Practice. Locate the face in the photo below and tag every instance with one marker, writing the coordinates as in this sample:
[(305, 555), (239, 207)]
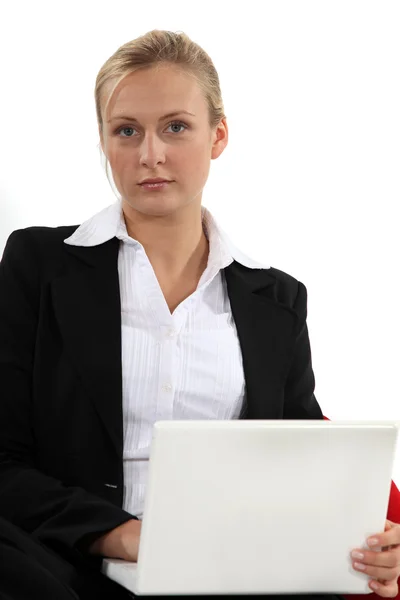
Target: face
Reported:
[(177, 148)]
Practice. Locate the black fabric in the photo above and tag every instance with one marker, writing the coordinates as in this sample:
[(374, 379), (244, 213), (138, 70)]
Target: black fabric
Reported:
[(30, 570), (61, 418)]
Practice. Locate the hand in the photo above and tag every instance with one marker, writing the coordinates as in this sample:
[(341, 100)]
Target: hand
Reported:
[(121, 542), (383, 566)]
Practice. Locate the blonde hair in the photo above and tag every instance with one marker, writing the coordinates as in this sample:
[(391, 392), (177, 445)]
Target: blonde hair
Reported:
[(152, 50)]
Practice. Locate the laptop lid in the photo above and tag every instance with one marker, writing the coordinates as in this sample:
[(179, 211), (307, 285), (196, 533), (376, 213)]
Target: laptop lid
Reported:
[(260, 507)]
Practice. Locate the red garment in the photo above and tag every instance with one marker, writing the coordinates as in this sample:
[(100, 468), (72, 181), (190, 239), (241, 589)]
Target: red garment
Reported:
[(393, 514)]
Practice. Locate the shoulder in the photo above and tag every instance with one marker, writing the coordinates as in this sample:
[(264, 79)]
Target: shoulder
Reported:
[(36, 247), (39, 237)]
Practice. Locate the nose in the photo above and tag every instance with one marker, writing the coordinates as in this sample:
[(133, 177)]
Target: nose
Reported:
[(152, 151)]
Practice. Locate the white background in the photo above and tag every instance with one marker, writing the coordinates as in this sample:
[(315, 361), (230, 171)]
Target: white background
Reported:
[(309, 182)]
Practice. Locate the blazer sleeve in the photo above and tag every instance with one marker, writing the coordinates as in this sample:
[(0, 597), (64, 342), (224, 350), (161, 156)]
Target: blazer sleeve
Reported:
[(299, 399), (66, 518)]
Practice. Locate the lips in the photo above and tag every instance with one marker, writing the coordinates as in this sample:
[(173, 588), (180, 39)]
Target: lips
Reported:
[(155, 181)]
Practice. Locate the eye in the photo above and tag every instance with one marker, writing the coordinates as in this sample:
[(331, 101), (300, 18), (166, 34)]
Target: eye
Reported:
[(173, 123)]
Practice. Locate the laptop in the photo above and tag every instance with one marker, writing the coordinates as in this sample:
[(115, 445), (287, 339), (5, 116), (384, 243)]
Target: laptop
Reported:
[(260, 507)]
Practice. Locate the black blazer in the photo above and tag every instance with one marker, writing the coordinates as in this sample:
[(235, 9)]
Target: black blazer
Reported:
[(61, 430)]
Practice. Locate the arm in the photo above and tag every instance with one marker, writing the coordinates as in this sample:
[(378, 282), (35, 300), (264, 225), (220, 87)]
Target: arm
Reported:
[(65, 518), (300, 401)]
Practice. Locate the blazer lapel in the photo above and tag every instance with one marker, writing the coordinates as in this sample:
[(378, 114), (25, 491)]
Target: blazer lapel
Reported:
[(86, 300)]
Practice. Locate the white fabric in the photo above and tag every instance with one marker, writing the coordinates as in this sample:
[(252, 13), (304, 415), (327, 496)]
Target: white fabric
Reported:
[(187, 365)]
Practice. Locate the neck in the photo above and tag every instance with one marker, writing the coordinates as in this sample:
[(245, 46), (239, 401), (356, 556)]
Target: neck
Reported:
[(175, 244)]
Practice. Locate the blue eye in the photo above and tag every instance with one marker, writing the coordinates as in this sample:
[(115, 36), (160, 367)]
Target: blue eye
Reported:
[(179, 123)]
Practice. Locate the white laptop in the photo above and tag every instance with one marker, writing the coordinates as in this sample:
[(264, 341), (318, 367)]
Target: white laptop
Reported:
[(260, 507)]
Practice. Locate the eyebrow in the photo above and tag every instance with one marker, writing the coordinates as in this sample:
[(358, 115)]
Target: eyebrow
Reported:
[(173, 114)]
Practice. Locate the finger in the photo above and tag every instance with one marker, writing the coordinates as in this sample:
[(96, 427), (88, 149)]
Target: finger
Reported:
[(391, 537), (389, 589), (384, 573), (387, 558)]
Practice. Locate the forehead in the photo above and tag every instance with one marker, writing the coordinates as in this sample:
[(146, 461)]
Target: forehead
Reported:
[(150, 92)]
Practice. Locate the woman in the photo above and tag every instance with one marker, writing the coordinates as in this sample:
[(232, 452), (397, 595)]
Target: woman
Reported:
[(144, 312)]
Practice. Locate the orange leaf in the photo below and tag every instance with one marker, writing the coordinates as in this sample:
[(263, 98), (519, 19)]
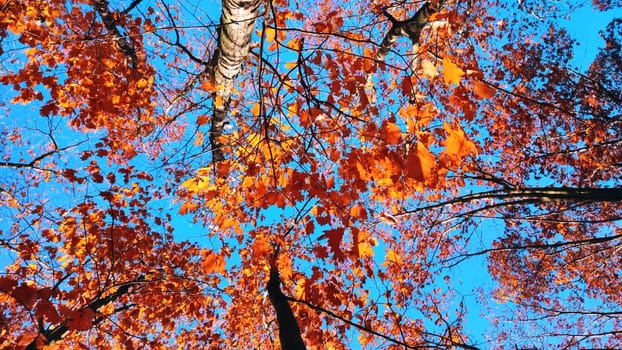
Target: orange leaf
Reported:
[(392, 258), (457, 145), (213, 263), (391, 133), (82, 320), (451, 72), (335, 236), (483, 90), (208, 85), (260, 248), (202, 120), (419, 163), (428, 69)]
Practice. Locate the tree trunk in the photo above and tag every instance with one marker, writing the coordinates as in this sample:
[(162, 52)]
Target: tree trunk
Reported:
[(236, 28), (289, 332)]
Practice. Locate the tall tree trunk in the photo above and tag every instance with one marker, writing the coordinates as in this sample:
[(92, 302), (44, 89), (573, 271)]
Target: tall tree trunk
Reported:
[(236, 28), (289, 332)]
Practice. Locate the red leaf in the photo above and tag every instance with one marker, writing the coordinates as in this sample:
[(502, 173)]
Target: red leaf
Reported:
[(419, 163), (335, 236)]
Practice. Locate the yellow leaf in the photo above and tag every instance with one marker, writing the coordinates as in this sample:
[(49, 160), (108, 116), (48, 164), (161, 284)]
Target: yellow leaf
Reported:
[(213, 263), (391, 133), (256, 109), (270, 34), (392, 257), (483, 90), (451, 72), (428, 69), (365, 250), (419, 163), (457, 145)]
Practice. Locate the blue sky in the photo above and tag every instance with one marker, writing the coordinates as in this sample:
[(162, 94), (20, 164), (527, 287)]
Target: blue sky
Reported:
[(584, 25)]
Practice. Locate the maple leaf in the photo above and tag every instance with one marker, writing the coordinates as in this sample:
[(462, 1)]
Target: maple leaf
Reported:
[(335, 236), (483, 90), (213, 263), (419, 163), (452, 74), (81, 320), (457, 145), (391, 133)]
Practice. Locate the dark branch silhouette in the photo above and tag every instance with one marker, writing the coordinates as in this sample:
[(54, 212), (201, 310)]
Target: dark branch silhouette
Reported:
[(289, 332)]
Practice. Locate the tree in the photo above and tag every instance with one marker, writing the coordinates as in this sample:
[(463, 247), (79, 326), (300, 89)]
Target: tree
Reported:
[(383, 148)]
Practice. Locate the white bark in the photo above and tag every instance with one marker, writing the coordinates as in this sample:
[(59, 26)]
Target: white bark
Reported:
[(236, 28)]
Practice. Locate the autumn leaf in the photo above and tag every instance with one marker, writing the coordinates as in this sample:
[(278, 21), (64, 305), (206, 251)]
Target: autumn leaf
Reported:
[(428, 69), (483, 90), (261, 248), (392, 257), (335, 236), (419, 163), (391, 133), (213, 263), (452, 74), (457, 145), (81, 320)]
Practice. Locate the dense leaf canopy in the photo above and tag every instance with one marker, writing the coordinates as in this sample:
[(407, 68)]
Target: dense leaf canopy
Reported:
• • • • •
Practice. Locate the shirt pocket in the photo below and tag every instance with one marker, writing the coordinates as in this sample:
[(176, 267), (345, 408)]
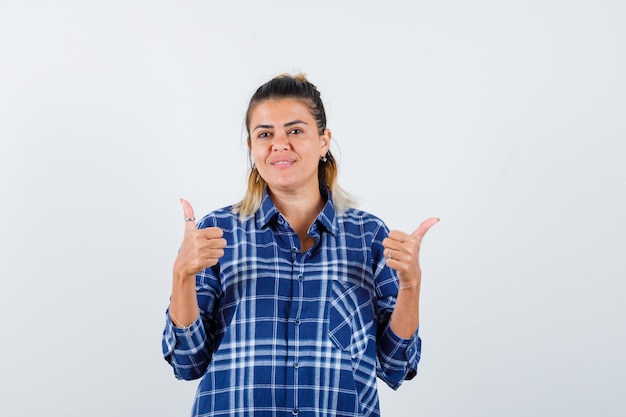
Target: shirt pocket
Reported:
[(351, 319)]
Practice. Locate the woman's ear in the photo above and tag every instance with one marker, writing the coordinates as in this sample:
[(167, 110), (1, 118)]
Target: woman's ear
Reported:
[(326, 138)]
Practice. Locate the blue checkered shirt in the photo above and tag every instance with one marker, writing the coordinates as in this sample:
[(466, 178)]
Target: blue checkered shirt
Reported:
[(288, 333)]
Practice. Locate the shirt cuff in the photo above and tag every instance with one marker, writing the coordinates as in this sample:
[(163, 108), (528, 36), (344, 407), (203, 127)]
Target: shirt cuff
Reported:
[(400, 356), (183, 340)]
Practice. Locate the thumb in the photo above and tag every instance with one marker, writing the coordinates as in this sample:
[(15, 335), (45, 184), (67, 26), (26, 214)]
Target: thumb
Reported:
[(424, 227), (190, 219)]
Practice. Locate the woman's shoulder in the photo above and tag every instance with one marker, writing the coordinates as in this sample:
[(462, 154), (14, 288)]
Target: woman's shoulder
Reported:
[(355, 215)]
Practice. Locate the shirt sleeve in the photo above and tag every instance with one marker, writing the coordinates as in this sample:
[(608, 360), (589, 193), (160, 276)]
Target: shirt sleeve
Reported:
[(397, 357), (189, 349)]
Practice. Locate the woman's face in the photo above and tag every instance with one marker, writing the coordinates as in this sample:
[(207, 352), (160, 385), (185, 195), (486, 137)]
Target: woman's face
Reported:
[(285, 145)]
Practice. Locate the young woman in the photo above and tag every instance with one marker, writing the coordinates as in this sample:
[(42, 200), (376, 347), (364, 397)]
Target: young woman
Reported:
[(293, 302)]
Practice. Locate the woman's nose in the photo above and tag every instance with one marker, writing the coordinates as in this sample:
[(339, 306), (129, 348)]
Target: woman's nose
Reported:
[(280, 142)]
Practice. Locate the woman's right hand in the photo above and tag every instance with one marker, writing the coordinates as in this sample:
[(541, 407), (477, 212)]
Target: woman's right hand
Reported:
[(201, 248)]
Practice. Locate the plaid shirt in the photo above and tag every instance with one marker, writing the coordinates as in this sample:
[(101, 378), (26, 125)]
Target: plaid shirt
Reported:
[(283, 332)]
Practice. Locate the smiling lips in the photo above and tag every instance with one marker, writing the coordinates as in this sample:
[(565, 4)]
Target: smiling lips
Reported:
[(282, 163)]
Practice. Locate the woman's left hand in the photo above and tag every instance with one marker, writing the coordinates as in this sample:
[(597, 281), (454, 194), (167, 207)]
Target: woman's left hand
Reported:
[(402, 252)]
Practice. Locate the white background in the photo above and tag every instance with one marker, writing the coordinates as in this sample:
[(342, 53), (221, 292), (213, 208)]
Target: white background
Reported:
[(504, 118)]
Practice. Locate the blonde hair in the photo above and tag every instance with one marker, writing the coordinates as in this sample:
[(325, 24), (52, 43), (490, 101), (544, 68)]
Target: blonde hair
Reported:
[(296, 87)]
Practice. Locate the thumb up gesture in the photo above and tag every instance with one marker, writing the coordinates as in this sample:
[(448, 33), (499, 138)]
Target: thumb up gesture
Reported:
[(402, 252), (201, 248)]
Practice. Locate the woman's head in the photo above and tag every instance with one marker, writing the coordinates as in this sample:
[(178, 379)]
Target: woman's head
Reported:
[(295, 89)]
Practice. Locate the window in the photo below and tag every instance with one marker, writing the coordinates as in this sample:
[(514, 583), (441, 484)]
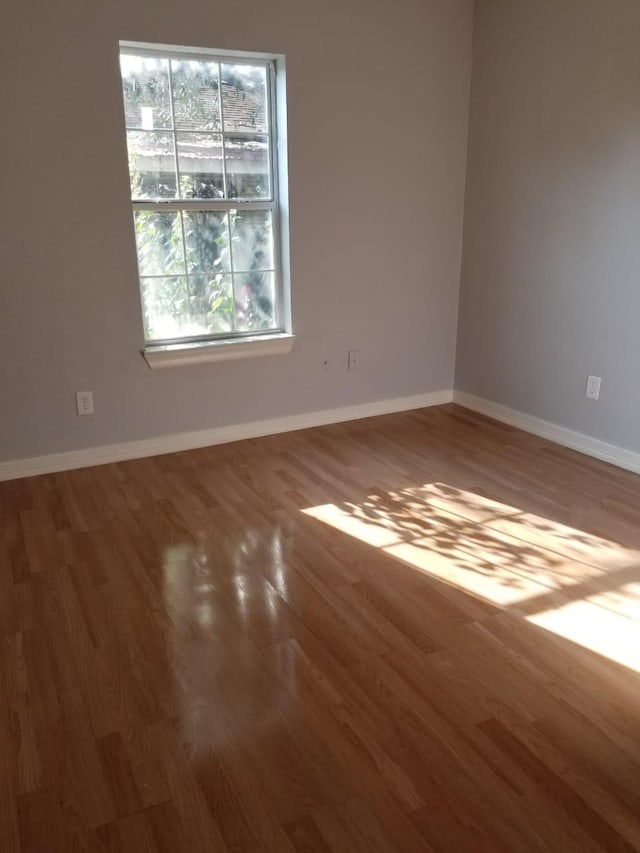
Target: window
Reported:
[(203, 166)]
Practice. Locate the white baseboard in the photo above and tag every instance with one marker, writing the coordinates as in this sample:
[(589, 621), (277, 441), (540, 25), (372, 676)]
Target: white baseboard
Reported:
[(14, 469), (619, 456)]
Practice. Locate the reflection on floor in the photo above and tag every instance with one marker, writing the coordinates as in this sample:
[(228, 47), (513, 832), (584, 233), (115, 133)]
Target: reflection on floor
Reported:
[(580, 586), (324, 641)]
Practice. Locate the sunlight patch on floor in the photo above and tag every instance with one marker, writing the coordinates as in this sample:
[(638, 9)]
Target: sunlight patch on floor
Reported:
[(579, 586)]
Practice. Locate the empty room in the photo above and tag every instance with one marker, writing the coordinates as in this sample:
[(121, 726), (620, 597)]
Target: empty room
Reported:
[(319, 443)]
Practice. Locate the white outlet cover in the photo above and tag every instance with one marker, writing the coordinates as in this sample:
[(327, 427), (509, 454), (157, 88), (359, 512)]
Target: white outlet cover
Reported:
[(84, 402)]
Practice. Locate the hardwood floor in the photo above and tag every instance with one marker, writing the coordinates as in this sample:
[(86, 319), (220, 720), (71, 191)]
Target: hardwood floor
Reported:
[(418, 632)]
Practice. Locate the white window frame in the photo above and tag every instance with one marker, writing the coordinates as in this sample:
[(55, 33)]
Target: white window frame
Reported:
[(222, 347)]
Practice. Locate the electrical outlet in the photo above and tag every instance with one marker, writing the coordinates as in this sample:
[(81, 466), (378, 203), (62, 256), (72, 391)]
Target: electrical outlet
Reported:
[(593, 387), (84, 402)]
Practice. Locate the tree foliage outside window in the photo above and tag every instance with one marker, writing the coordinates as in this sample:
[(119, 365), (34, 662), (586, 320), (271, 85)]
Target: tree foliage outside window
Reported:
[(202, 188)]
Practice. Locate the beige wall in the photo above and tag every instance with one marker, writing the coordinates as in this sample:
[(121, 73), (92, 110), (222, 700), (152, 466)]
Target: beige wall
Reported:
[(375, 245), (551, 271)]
• • • • •
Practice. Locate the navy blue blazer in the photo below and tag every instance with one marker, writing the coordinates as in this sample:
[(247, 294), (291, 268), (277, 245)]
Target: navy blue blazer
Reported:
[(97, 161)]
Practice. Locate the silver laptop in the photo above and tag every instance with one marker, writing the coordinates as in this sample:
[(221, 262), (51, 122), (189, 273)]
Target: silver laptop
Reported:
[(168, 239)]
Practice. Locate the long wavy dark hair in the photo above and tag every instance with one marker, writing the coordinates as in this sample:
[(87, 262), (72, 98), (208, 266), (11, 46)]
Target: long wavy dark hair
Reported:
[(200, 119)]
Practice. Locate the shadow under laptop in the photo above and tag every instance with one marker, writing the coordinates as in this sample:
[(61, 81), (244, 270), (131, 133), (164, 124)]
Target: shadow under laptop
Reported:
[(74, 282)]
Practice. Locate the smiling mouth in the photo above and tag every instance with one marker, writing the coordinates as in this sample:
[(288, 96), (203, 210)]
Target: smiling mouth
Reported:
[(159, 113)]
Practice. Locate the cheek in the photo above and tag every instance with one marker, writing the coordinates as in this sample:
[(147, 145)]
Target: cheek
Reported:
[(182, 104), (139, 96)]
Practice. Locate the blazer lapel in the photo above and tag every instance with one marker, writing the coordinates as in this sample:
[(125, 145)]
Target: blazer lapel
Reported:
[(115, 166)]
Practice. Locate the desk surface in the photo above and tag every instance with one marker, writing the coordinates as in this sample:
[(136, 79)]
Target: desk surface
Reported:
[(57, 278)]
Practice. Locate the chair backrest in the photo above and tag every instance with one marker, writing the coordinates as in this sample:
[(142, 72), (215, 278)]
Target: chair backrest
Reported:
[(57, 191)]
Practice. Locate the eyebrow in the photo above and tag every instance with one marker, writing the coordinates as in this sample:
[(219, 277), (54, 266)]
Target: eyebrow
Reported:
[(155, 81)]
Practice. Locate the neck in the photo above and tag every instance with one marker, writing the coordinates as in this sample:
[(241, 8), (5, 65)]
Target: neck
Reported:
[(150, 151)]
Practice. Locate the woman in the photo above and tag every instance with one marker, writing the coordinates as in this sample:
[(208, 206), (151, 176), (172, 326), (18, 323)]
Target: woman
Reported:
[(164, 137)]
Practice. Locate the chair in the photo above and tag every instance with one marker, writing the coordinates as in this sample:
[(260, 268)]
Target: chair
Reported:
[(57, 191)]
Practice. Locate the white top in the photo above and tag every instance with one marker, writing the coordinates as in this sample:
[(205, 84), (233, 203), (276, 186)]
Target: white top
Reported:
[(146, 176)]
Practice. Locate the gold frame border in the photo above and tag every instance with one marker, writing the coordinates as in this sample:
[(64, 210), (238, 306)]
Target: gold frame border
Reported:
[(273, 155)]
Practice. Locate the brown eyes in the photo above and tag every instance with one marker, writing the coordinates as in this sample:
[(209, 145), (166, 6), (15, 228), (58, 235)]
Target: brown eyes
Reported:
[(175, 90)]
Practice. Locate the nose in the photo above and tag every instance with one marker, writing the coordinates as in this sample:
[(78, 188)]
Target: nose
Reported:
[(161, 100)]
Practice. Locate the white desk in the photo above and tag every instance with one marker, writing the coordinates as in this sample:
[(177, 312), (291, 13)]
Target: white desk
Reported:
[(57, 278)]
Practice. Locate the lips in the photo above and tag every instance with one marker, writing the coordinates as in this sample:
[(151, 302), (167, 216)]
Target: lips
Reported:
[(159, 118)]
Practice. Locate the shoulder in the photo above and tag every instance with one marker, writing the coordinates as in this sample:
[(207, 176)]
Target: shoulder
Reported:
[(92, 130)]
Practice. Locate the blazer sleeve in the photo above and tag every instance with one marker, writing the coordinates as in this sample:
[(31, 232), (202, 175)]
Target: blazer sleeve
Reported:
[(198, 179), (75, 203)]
• • • • •
= WHAT IS BEING ASKED =
Select and copy every line of the records above that contains the word "laptop".

= CORRECT RESULT =
Practice. Locate the laptop lid in the photo above and tag every instance with one marker, writing the coordinates as in this sample:
Target: laptop lid
Practice. Locate the laptop in the photo above and tag every instance with one marker, writing the coordinates as in this sample:
Target: laptop
Practice. Locate the white laptop in the photo above and tag every instance with one marker, writing the coordinates as in this sample:
Target: white laptop
Practice. Locate the silver laptop in the photo above and tag every instance with one marker, writing the coordinates as in this sample:
Target: silver laptop
Practice. Locate the shadow under laptop in the photo above and tag every instance with one marker, writing the coordinates as in this sample:
Target: shadow under laptop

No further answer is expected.